### Provided material

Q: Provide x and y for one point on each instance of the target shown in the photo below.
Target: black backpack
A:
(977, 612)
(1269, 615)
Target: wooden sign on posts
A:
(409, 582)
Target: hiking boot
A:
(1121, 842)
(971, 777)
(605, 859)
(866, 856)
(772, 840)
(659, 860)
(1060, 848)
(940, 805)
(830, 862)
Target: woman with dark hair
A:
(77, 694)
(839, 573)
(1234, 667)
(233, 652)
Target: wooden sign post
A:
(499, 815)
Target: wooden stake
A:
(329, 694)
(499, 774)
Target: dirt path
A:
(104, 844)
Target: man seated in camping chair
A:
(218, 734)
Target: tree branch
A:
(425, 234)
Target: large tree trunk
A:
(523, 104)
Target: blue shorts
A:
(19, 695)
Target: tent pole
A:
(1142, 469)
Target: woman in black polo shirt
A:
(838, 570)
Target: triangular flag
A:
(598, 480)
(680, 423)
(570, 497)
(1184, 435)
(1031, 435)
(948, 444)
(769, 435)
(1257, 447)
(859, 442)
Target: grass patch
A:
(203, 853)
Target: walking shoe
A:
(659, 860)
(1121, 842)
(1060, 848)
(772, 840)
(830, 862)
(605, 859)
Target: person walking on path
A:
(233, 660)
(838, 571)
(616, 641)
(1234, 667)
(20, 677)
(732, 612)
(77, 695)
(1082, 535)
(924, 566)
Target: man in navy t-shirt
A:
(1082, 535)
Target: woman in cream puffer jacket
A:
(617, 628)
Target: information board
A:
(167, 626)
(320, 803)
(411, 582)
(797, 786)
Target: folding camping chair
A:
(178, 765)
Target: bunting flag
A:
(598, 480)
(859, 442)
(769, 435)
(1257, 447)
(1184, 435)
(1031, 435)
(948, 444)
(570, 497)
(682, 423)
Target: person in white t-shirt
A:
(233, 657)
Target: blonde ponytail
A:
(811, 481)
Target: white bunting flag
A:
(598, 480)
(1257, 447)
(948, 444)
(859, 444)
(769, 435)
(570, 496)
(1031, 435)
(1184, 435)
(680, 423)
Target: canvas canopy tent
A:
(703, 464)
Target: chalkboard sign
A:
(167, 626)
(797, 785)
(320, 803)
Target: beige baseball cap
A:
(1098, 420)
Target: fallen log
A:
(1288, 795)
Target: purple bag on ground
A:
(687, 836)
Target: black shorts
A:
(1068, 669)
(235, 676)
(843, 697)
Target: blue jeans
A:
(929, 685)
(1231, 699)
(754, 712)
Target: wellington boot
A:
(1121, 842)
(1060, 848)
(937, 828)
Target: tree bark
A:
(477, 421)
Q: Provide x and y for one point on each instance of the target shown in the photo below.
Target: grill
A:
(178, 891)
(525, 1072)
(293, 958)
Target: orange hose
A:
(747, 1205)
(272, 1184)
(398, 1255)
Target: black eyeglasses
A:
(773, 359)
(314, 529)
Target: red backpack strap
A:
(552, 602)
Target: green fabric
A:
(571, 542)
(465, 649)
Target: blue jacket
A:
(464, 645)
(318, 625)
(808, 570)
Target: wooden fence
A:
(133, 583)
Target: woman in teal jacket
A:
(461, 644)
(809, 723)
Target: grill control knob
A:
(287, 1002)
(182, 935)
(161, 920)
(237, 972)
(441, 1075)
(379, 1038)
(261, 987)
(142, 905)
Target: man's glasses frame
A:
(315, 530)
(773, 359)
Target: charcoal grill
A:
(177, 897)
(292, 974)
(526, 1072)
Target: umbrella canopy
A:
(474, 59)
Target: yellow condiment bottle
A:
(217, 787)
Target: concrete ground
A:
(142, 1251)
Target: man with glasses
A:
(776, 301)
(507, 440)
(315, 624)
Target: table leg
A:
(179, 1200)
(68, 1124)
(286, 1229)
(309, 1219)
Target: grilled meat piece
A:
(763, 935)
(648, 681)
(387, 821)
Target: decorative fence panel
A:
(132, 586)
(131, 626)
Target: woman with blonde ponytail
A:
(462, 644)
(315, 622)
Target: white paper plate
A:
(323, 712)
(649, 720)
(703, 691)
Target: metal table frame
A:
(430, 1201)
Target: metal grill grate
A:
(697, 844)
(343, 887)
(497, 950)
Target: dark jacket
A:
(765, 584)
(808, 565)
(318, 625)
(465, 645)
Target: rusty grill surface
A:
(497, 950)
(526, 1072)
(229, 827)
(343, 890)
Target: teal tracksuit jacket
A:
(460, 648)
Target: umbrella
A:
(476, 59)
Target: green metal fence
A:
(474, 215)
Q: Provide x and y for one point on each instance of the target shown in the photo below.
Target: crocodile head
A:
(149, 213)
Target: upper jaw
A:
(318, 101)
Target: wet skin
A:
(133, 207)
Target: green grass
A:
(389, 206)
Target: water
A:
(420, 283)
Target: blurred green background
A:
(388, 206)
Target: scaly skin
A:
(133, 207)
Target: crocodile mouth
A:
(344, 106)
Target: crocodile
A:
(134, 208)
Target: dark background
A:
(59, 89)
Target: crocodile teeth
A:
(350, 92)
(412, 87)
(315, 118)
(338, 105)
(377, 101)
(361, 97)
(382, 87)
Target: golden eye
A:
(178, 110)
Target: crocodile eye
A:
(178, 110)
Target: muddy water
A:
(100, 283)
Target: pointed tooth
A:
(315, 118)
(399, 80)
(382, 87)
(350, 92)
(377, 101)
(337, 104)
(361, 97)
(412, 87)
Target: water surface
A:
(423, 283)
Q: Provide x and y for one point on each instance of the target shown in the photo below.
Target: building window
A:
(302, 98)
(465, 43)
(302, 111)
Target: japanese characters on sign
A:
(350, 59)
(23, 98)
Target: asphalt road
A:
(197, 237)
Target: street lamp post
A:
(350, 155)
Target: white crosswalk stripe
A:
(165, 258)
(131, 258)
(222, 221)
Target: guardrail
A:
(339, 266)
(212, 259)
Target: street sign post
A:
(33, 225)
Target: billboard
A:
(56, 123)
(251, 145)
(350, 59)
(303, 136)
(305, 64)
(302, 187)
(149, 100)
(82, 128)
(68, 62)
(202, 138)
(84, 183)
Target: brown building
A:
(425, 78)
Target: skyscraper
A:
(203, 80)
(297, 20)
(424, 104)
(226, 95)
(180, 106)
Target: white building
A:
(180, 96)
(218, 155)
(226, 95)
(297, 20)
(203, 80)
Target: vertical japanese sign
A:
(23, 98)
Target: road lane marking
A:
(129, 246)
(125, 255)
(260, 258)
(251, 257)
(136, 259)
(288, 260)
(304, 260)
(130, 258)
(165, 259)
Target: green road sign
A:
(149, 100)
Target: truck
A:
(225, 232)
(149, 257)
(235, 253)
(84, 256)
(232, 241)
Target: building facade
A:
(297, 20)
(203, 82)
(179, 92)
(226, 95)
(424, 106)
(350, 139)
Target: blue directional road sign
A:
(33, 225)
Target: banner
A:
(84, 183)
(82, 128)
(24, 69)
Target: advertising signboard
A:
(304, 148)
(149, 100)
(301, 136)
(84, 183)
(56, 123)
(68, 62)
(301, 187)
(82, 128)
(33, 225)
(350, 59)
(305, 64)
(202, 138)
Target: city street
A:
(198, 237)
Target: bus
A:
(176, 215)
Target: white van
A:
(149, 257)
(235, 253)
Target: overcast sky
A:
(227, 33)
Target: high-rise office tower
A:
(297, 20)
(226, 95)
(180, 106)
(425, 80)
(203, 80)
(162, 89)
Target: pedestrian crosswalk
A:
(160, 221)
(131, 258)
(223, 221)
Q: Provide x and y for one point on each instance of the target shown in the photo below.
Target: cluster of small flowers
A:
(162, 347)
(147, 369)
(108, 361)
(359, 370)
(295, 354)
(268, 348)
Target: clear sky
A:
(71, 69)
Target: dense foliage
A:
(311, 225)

### Directions for this task
Put the lines of the listing above into a numbered list, from the line containing "Target: water surface" up to and including the final line of the listing. Omit blank lines.

### Response to this exercise
1. Target: water surface
2. A:
3. (423, 283)
4. Q: Provide x and y for one point on each instance of the target shown in the photo below.
5. Target: building window
6. A:
7. (302, 98)
8. (465, 43)
9. (302, 111)
10. Target: japanese characters on sign
11. A:
12. (350, 59)
13. (23, 98)
14. Target: asphalt road
15. A:
16. (197, 237)
17. Target: street lamp post
18. A:
19. (350, 155)
20. Target: white crosswalk stripe
21. A:
22. (165, 258)
23. (131, 258)
24. (222, 221)
25. Target: guardrail
26. A:
27. (339, 266)
28. (212, 259)
29. Target: street sign post
30. A:
31. (33, 225)
32. Target: billboard
33. A:
34. (56, 123)
35. (251, 145)
36. (350, 59)
37. (303, 136)
38. (305, 64)
39. (302, 187)
40. (149, 100)
41. (82, 128)
42. (68, 62)
43. (202, 138)
44. (84, 183)
45. Target: brown building
46. A:
47. (425, 78)
48. Target: skyscraper
49. A:
50. (203, 80)
51. (297, 20)
52. (424, 104)
53. (226, 95)
54. (180, 106)
55. Target: white building
56. A:
57. (180, 96)
58. (218, 155)
59. (226, 95)
60. (297, 20)
61. (203, 80)
62. Target: vertical japanese sign
63. A:
64. (23, 98)
65. Target: road lane marking
66. A:
67. (129, 246)
68. (125, 255)
69. (260, 258)
70. (251, 257)
71. (136, 259)
72. (288, 260)
73. (304, 260)
74. (130, 258)
75. (165, 259)
76. Target: green road sign
77. A:
78. (149, 100)
79. Target: truck
80. A:
81. (225, 232)
82. (149, 257)
83. (235, 253)
84. (84, 256)
85. (232, 241)
86. Target: building facade
87. A:
88. (297, 20)
89. (203, 82)
90. (179, 92)
91. (226, 95)
92. (424, 106)
93. (350, 139)
94. Target: blue directional road sign
95. A:
96. (33, 225)
97. Target: banner
98. A:
99. (84, 183)
100. (82, 128)
101. (24, 69)
102. Target: advertising signboard
103. A:
104. (304, 148)
105. (149, 100)
106. (301, 136)
107. (84, 183)
108. (56, 123)
109. (68, 62)
110. (301, 187)
111. (82, 128)
112. (33, 225)
113. (350, 59)
114. (305, 64)
115. (202, 138)
116. Target: city street
117. A:
118. (198, 237)
119. Target: bus
120. A:
121. (176, 215)
122. Target: white van
123. A:
124. (149, 257)
125. (235, 253)
126. Target: overcast sky
127. A:
128. (227, 33)
129. Target: high-rise office tower
130. A:
131. (297, 20)
132. (226, 95)
133. (180, 106)
134. (425, 80)
135. (203, 80)
136. (162, 89)
137. Target: pedestrian crosswalk
138. A:
139. (160, 221)
140. (131, 258)
141. (223, 221)
142. Q: Provide x and y for one point on each instance of the target shown in the photo below.
143. Target: cluster of small flowers
144. A:
145. (162, 347)
146. (147, 369)
147. (108, 361)
148. (359, 370)
149. (295, 354)
150. (268, 348)
151. Target: clear sky
152. A:
153. (71, 69)
154. Target: dense foliage
155. A:
156. (311, 225)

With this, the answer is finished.